▶ _Requirement_
Please transcribe every record below exactly as it appears.

[Saved entries]
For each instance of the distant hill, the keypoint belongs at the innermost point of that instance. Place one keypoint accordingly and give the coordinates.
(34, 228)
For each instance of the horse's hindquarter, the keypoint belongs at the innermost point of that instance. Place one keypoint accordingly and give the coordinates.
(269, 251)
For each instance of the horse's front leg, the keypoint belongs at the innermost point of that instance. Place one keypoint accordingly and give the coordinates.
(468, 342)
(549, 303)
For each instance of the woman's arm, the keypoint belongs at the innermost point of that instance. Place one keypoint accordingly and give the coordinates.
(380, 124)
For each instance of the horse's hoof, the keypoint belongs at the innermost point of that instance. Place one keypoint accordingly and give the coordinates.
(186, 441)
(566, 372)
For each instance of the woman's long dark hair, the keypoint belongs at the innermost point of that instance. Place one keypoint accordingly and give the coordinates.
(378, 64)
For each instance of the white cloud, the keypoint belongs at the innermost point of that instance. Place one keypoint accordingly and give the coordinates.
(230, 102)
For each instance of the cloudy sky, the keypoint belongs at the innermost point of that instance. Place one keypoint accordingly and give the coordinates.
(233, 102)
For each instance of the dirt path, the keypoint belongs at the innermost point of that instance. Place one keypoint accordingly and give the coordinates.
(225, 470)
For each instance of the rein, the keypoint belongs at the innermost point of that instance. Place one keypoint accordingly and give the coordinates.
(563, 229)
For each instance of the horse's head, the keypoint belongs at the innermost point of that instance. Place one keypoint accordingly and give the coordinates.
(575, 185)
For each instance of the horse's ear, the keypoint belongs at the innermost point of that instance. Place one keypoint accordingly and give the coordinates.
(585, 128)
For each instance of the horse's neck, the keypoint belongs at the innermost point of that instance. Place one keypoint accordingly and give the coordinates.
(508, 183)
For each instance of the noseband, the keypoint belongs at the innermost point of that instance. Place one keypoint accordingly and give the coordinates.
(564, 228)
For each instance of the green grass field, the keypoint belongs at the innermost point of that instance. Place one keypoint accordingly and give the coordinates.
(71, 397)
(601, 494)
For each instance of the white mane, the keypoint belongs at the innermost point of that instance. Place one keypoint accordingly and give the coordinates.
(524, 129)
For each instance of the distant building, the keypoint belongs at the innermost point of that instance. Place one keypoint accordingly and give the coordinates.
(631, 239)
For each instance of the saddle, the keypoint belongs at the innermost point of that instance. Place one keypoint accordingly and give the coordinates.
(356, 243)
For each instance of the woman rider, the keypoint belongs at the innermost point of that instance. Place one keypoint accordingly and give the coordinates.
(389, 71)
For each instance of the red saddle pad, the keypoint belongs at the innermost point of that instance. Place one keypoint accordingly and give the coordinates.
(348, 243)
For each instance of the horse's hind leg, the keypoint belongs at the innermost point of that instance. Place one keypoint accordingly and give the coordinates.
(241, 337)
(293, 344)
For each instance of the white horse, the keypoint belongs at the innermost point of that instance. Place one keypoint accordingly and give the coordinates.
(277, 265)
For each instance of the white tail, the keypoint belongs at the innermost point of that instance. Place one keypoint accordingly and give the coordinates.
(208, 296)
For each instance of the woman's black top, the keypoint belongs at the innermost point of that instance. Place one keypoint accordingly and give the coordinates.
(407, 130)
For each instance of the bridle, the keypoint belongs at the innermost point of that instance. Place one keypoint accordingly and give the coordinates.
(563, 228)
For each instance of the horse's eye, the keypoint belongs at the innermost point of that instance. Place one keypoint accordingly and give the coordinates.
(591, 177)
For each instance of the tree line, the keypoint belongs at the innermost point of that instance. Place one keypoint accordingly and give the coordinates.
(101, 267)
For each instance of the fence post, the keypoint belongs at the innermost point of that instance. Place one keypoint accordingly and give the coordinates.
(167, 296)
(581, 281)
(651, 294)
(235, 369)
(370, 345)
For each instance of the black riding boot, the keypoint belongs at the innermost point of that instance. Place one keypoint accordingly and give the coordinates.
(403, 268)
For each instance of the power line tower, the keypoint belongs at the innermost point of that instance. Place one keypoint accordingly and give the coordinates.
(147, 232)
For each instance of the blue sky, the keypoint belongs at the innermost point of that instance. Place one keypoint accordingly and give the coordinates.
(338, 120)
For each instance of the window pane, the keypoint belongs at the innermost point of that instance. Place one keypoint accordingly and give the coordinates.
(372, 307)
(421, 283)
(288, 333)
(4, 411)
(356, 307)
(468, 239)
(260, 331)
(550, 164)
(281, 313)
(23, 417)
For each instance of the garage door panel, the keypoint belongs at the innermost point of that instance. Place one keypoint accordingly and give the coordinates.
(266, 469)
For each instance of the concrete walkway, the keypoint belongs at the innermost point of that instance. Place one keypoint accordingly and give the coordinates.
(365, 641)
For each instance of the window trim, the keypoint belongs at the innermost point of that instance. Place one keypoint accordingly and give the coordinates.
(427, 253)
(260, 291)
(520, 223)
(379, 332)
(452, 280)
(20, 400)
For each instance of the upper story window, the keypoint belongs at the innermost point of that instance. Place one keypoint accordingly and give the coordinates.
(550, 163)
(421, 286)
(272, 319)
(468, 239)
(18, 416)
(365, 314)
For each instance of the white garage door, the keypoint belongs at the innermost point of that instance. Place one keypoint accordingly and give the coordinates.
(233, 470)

▶ _Final answer_
For each instance of the distant hill, the keypoint belongs at the innermost point of that instance. Place one keypoint accordingly and give the coordinates.
(34, 228)
For each instance of the horse's hindquarter, the keypoint belongs at the innermost point of that instance. Place one keypoint accordingly and give the coordinates.
(269, 251)
For each instance of the horse's front leg, the keypoint belongs at the innermost point of that instance. Place one keypoint accordingly and give the coordinates.
(468, 342)
(549, 303)
For each instance of the woman's arm, the keypoint belongs at the innermost point of that instance. Place one keypoint accordingly and give the coordinates.
(380, 124)
For each instance of the horse's hoof, the keypoint belongs at the innermost point of that instance. Place one keypoint accordingly and give the coordinates.
(186, 441)
(566, 372)
For each instance of the woman's long dark hair, the keypoint belongs at the innermost point of that instance. Place one keypoint accordingly and give the coordinates.
(378, 64)
For each instance of the white cloud, the keypoint belongs at the innermost point of that instance. Place one keypoint accordingly and give the coordinates.
(230, 102)
For each instance of the cloudy sky, the keypoint belongs at the innermost point of that instance. Place one keypoint accordingly and give the coordinates.
(233, 102)
For each instance of the dirt path, the keypoint belongs at the innermost point of that instance. Place one keypoint accordingly and give the coordinates.
(225, 470)
For each instance of the rein, the keypoint belongs at the innermost point of that instance. Place one keypoint accordingly and give the coordinates.
(563, 229)
For each instance of the horse's head, the keypoint belongs at the innermost point of that instance. Place one keypoint accordingly and give the coordinates.
(575, 185)
For each instance of the horse's ear, the keypoint belongs at the innermost point of that instance. Place one keypoint accordingly and give the coordinates.
(585, 128)
For each instance of the horse's neck, the keypoint belongs at the innermost point of that instance. Place one keypoint accordingly and give the coordinates.
(508, 183)
For each instance of the noseband, the keypoint belongs at the innermost point of that instance. Place one keypoint accordingly and give the coordinates.
(564, 228)
For each instance of the green grass field, the keypoint belongs at the innermost point of that instance. Place one keypoint accordingly and give the coordinates.
(71, 397)
(601, 494)
For each instance of the white mane, the keypoint belongs at the innermost point of that instance. Place one keypoint accordingly and give the coordinates.
(524, 129)
For each instance of the distant building, the keypoint belongs at the innermost point of that instance. Place one keypoint accordingly and give the coordinates.
(631, 239)
For each instance of the saddle, the keypoint belongs at the innermost point of that instance. Place one keypoint accordingly and give the coordinates.
(356, 243)
For each instance of the woman rider, the keypoint belongs at the innermost point of that instance. Place one keypoint accordingly and give the coordinates.
(389, 71)
For each instance of the red saddle pad, the keypoint belongs at the innermost point of that instance. Place one keypoint accordingly and give the coordinates.
(348, 243)
For each instance of the horse's hind leg, the keypoint belongs at the innermost point of that instance. Place one keypoint accordingly and give the coordinates.
(241, 337)
(293, 344)
For each instance of the white horse, the keypoint belongs at the innermost point of that instance. Place one keypoint accordingly and give the coordinates.
(277, 265)
For each instance of the white tail, the keypoint belongs at the innermost point of that instance. Place one keypoint accordingly and give the coordinates.
(208, 296)
For each instance of the woman's black top, the keypoint belongs at the innermost point of that instance. Place one keypoint accordingly and give the coordinates.
(407, 130)
For each instance of the bridle, the keypoint belongs at the innermost point of that instance. Place one keypoint accordingly and give the coordinates.
(563, 228)
For each instance of the horse's eye, the keypoint belongs at the innermost point of that instance. Place one keypoint accordingly and give the coordinates.
(591, 177)
For each instance of the tree line, the keypoint belongs at the innermost point of that instance. Place one keypoint accordingly and give the coordinates.
(101, 267)
For each instance of the fence post, the keypoint belongs at the innermost point of that instance. Place one keypoint accordingly and give the coordinates.
(167, 296)
(581, 281)
(651, 294)
(235, 369)
(370, 345)
For each instance of the black riding boot, the keypoint belongs at the innermost point of that instance. Place one keypoint accordingly and give the coordinates.
(403, 268)
For each instance of the power line tower, the keypoint belongs at the innermost point of that instance. Place one keypoint accordingly and give the coordinates.
(147, 232)
For each instance of the blue sky, the keypoint belongs at the innermost point of that instance. Place one keypoint accordingly and give the coordinates.
(338, 120)
For each instance of the window pane, the keypoint belongs at the innermost point of that instance. Place one keypoint accordingly and give the coordinates.
(372, 307)
(421, 283)
(288, 333)
(4, 411)
(356, 307)
(468, 239)
(260, 331)
(550, 164)
(281, 313)
(23, 417)
For each instance of the garage door panel, the keypoint belongs at the innermost point of that instance. Place one keypoint accordingly and give the coordinates.
(266, 469)
For each instance of the concrete walkway, the keypoint belongs at the innermost point of that instance. Place one keypoint accordingly and give the coordinates.
(365, 641)
For each instance of the window trim, the keypoint belongs at the innermost point of that instance. Place one keypoint accordingly and give the coordinates.
(427, 253)
(260, 291)
(520, 223)
(379, 332)
(452, 280)
(20, 400)
For each instance of the upper story window, the keypoint belongs at the innermost point of that instance. Place one keypoint accordingly and give the coordinates.
(550, 163)
(421, 286)
(272, 319)
(468, 239)
(18, 416)
(365, 314)
For each instance of the white garage door, the keypoint belongs at the innermost point of that instance. Place one keypoint accordingly and give the coordinates.
(233, 470)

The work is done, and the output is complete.